*REQUIRED ACTION 1*:
Reproduce verbatim the passage of the message-modeling discussion that opens with the words containing "Thank you everyone" and closes with "Drop(m) -> Receive(m)".

*SOURCE TEXT*:
In some real-world systems, sometimes we require more accurate modeling of network messages. For example, in the ZooKeeper specification (https://github.com/apache/zookeeper/tree/master/zookeeper-specifications), the messages sent from node N1 and to arrive at N2 is modeled as a tuple, which means the message ordering information is preserved. The entire message variable is then modeled as a two-level map, such as:
N1 :> (N1 :> <<m1, m2>> @@ N2 :> []) @@ N2 :> (N1 :> <<>> @@ N2 :> <<>>). The is because ZooKeeper actually relies on a single TCP connection for communication between nodes during the leader election phase, which ensures that messages sent between two nodes maintain a first-sent, first-received order. If the messages were modeled as a Bag, N2 might receive m2 before m1, allowing TLC to explore states that would never occur in the actual system, thereby producing false positives.

In my view, something worth noting here is whether a specification that differs from the actual system implementation might lead TLC into states that would never occur in implementation. For instance, modeling messages as a Set could introduce more interleavings of message arrivals compared to modeling them as a Bag. (Such states might confuse developers of the actual system implementation: “Since our system never enters such states, why must we guarantee properties under those states?”) This issue might be less apparent during early design stages, but it becomes more pronounced when verifying an existing system. Therefore, based on my current experience, modeling messages in a way that closely aligns with the system’s implementation is sometimes a more appropriate choice.

[Alberto Carretero]

Thank you everyone for the responses! As Markus says, there is no "best formalism" and no need to pick the "right" level of detail up front; instead, refinement can be used to add incremental details. However, I still think some of the approaches are worse than others. For example, depending on the way duplicates* and drops are formalized, we end up effectively model-checking the network abstraction and not the algorithm itself. In approaches (2) to (6) from Andrew's message, the following:

Send(m) -> Duplicate(m) -> Send(m) -> ... -> Drop(m) -> Receive(m)

generate distinct states for the network but from the point of view of our algorithm this is equivalent to:

Send(m) -> Receive(m)

Instead, when using a set with no removal of messages, new states are only generated if sending or receiving multiple times affects the algorithm state itself. To me, this makes using a set agnostic to the algorithm as new states are generated only if relevant to the specifics of the algorithm.

Alberto.

*: Duplicates can be introduced by the network or by the protocol itself.

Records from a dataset
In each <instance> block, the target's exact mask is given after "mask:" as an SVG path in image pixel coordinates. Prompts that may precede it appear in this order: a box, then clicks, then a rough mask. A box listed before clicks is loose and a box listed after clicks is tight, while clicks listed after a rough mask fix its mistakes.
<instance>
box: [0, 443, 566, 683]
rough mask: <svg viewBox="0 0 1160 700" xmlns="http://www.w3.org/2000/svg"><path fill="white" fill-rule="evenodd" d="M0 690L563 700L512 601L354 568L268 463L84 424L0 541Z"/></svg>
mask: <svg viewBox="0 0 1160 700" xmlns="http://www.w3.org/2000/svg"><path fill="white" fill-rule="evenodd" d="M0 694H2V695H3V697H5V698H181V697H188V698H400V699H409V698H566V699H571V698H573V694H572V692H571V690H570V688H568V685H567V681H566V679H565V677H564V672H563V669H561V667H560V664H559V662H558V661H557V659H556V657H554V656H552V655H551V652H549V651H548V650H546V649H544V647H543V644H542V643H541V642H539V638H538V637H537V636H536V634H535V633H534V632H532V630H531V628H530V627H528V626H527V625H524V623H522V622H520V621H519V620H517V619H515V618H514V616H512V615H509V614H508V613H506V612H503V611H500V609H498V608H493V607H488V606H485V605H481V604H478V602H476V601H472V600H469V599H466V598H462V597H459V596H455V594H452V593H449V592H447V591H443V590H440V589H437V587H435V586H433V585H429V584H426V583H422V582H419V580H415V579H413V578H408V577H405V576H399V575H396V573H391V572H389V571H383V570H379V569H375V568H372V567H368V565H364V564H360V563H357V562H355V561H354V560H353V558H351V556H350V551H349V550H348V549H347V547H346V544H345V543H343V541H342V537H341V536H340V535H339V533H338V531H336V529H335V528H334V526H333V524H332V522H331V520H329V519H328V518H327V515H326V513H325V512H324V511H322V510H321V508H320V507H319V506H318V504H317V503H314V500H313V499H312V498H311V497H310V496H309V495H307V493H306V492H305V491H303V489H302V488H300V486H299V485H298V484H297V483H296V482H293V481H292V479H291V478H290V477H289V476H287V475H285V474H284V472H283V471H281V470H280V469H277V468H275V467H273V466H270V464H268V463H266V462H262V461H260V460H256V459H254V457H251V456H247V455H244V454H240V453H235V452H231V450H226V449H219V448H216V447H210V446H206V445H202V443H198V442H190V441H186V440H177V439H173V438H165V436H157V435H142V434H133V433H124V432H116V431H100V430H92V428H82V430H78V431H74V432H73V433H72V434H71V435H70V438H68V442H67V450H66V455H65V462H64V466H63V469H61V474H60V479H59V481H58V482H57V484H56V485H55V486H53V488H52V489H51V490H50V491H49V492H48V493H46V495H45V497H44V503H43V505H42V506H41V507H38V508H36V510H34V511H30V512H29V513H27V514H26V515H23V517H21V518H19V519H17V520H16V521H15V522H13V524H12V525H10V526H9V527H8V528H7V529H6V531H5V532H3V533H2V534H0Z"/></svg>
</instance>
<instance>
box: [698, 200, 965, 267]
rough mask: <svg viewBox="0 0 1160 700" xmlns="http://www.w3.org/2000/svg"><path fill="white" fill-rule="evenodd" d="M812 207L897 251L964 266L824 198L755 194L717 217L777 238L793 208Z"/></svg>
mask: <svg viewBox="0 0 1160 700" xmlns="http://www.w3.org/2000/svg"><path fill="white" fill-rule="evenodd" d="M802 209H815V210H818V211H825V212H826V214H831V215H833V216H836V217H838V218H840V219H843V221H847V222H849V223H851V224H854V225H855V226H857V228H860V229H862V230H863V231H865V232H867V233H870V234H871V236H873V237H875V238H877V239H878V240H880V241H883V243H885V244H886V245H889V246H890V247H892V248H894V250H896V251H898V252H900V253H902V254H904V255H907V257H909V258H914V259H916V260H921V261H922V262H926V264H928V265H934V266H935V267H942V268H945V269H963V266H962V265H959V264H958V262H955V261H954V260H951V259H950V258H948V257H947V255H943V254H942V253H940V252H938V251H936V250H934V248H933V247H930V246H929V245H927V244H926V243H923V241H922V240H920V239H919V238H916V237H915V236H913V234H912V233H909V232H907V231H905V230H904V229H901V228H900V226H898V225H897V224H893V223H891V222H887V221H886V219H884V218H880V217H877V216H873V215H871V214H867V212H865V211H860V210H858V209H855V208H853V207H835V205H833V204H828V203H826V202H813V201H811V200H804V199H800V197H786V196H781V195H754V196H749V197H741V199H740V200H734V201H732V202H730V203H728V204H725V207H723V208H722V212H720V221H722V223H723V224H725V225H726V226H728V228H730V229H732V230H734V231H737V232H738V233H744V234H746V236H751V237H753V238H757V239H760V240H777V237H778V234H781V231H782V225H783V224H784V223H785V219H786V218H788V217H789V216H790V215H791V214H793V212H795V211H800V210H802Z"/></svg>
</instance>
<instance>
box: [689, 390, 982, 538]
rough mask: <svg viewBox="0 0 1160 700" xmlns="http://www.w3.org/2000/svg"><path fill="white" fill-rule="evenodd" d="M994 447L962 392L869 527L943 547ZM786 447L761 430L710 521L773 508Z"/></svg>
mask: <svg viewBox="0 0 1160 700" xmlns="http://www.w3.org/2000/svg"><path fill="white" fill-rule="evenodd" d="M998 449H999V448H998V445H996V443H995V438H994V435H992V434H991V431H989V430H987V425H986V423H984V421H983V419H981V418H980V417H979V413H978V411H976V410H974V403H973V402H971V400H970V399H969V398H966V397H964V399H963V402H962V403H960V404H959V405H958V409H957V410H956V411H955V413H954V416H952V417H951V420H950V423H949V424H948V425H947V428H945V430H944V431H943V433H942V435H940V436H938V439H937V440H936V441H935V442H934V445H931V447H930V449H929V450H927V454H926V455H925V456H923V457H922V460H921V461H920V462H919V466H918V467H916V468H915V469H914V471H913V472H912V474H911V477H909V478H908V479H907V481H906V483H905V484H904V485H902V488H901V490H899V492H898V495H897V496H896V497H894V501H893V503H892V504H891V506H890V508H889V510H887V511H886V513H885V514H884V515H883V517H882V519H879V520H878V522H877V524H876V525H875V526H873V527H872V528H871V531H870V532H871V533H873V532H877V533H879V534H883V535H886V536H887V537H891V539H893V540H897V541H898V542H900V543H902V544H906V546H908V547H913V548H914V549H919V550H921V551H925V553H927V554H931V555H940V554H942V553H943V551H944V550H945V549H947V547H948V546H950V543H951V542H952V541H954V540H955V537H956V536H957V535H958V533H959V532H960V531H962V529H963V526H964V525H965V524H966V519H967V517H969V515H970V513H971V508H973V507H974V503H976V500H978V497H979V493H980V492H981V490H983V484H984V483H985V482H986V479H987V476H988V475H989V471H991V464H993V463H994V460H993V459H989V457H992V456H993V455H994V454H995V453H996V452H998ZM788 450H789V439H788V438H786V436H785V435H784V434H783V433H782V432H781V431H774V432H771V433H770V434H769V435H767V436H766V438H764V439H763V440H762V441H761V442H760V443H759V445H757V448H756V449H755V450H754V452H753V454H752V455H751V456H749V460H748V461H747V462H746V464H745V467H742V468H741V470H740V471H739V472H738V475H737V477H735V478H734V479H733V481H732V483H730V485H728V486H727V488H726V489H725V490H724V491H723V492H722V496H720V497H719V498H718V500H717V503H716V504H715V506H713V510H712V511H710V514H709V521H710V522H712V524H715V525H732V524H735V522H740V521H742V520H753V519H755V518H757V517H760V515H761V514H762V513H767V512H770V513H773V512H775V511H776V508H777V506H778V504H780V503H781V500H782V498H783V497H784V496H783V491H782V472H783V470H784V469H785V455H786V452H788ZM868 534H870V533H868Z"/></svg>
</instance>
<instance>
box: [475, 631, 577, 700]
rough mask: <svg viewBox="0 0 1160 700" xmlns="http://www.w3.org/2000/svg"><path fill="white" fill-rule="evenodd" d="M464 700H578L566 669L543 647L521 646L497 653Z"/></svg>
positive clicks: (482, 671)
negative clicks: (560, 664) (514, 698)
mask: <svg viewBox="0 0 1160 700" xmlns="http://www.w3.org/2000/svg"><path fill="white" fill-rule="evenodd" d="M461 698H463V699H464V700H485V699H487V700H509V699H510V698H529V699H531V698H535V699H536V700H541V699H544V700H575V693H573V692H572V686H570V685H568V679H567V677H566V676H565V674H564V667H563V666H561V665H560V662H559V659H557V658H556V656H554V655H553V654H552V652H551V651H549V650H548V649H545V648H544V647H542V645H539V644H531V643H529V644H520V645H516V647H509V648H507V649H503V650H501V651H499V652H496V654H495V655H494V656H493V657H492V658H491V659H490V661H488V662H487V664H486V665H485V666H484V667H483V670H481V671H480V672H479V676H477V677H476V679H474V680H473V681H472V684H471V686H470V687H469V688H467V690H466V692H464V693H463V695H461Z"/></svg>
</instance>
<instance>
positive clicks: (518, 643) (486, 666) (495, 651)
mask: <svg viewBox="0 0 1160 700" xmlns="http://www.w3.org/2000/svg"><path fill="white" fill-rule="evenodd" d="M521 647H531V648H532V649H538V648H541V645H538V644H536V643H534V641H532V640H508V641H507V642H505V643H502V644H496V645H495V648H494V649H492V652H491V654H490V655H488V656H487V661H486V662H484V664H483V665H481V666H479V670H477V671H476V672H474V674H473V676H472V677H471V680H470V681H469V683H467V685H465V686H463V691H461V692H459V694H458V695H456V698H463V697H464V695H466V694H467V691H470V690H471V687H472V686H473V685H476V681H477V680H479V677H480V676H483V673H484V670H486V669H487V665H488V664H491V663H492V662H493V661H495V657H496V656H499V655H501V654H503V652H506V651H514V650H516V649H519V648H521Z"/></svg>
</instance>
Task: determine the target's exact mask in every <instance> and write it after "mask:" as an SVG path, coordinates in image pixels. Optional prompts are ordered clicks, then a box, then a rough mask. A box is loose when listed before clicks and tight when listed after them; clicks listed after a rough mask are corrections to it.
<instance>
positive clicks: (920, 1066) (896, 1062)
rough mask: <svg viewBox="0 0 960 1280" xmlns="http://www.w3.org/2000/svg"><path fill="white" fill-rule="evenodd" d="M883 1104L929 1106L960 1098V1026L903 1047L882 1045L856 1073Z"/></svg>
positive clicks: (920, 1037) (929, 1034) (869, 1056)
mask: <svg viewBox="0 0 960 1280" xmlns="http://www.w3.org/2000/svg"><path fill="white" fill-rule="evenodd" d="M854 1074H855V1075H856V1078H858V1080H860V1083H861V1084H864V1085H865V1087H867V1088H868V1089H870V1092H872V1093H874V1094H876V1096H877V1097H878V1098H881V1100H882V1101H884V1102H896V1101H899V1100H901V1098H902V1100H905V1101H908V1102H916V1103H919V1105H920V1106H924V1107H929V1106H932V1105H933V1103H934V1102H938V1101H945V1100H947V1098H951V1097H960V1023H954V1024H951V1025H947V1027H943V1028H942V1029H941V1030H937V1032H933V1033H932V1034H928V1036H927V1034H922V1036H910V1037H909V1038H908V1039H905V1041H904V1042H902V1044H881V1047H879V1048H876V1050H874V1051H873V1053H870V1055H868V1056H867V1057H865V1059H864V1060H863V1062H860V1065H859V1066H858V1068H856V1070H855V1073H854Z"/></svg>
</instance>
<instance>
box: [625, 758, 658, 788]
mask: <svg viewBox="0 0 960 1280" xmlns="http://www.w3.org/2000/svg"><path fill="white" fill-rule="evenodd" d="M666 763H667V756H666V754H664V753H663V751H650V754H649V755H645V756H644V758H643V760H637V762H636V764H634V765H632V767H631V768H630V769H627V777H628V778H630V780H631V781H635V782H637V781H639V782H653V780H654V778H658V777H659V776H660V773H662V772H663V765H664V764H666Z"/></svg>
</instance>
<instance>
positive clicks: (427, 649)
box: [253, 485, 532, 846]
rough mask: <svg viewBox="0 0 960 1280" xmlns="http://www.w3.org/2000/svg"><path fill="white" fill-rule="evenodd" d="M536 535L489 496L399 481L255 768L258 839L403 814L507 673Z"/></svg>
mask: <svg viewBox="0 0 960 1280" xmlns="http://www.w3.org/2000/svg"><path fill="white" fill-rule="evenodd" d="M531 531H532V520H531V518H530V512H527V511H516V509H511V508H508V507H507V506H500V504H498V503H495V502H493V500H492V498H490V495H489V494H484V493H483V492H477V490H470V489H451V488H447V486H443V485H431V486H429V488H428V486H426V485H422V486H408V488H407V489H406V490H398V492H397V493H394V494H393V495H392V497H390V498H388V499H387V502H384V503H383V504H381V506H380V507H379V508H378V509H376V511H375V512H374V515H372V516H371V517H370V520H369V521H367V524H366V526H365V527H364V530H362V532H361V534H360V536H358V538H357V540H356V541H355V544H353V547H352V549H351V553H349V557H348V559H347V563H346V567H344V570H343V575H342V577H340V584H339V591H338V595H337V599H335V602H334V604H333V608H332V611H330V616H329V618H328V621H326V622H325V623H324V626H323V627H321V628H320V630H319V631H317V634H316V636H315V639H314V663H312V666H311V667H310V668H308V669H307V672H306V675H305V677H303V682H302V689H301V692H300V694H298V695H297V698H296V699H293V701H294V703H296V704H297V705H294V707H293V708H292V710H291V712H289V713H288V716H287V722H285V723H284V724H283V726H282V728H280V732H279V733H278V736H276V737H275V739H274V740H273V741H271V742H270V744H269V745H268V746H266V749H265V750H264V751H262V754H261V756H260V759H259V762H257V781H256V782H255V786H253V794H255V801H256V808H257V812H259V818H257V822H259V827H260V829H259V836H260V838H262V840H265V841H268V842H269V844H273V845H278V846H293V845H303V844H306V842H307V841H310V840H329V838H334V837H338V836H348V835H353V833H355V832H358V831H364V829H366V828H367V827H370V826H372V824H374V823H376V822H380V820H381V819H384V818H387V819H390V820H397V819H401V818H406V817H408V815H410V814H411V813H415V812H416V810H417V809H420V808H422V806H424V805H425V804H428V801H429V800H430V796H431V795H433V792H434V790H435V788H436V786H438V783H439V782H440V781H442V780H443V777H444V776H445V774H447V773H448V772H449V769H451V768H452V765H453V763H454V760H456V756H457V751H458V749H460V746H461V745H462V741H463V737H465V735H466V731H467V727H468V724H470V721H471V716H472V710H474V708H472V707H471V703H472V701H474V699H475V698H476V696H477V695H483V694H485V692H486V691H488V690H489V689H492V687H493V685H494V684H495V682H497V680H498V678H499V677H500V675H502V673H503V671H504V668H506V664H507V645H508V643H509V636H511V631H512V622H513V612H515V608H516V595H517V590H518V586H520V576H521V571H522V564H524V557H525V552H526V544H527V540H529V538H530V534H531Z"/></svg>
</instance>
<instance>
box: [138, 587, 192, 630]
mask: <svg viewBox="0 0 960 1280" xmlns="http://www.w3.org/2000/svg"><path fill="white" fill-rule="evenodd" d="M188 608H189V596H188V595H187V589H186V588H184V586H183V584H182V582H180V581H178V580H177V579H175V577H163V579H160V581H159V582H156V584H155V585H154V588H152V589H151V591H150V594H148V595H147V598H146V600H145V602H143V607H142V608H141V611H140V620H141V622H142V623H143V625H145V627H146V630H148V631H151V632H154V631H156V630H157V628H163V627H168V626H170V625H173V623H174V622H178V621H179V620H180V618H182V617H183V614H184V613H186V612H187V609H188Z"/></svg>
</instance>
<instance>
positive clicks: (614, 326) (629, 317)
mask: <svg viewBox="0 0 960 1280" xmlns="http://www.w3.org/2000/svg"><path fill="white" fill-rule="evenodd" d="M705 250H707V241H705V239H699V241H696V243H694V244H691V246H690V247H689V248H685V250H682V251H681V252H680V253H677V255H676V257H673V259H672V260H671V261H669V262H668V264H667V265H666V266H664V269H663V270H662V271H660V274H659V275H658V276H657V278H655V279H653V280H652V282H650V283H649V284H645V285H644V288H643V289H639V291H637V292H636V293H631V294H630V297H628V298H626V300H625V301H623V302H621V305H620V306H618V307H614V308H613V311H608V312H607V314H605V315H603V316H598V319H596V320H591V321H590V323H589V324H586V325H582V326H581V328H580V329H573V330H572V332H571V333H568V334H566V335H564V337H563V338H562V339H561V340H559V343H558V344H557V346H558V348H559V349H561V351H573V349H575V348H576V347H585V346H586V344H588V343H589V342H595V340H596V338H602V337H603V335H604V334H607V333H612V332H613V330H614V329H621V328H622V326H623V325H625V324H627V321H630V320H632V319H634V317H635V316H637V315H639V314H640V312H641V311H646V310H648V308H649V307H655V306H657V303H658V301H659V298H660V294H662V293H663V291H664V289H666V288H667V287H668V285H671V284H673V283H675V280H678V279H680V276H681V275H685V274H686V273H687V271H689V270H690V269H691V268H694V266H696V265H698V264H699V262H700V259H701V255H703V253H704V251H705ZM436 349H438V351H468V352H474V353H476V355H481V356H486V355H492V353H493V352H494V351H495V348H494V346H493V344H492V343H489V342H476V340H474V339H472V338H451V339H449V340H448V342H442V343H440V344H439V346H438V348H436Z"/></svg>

*REQUIRED ACTION 2*:
Identify every line in the listing above that contains the string "positive", matching case exactly.

*WORKED SOLUTION 1*:
Thank you everyone for the responses! As Markus says, there is no "best formalism" and no need to pick the "right" level of detail up front; instead, refinement can be used to add incremental details. However, I still think some of the approaches are worse than others. For example, depending on the way duplicates* and drops are formalized, we end up effectively model-checking the network abstraction and not the algorithm itself. In approaches (2) to (6) from Andrew's message, the following:

Send(m) -> Duplicate(m) -> Send(m) -> ... -> Drop(m) -> Receive(m)

*WORKED SOLUTION 2*:
positive clicks: (482, 671)
positive clicks: (518, 643) (486, 666) (495, 651)
positive clicks: (920, 1066) (896, 1062)
positive clicks: (920, 1037) (929, 1034) (869, 1056)
positive clicks: (427, 649)
positive clicks: (614, 326) (629, 317)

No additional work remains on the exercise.